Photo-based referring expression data
---

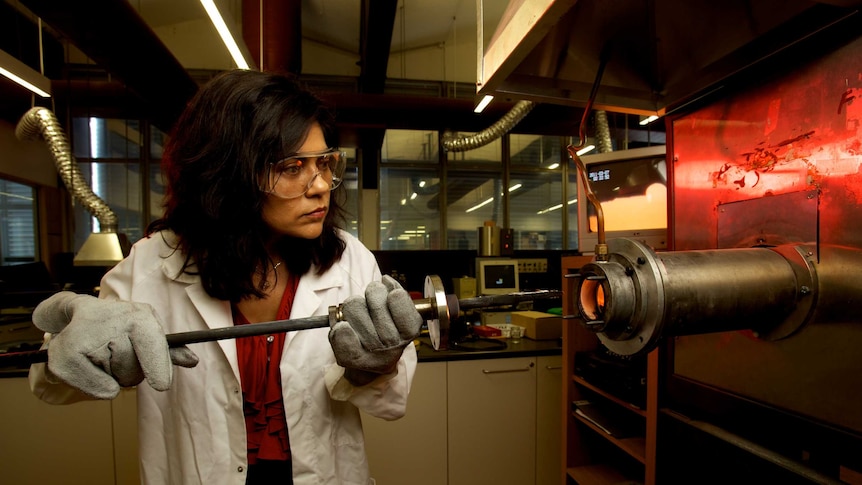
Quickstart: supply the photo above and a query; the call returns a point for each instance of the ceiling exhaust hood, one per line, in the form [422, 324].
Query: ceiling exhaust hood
[660, 54]
[103, 248]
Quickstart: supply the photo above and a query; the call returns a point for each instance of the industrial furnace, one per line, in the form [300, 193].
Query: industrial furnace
[759, 295]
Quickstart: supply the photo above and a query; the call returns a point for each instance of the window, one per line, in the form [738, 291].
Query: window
[536, 207]
[351, 193]
[18, 234]
[409, 214]
[410, 190]
[110, 154]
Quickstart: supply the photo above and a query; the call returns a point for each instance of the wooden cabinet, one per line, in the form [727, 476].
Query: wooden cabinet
[549, 398]
[492, 421]
[412, 449]
[591, 455]
[487, 421]
[92, 442]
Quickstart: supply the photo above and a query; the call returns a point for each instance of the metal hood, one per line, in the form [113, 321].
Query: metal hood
[661, 54]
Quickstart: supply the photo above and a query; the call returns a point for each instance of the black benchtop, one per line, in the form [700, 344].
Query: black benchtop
[524, 348]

---

■ **Goal of the exercise**
Look for "form [113, 321]." in the records. Write out its line and every later line through the end exactly, with nothing more.

■ **Reply to the exercise**
Quickstart: supply the photo above and a query; the call returns a point for each instance of the metal hood, one per line, in the form [113, 321].
Query: metal hood
[661, 54]
Quickstart: supply the photo above and a query; the call returns a point for each instance of the black benchtop, one per line, in the form [700, 344].
Query: black benchtop
[524, 348]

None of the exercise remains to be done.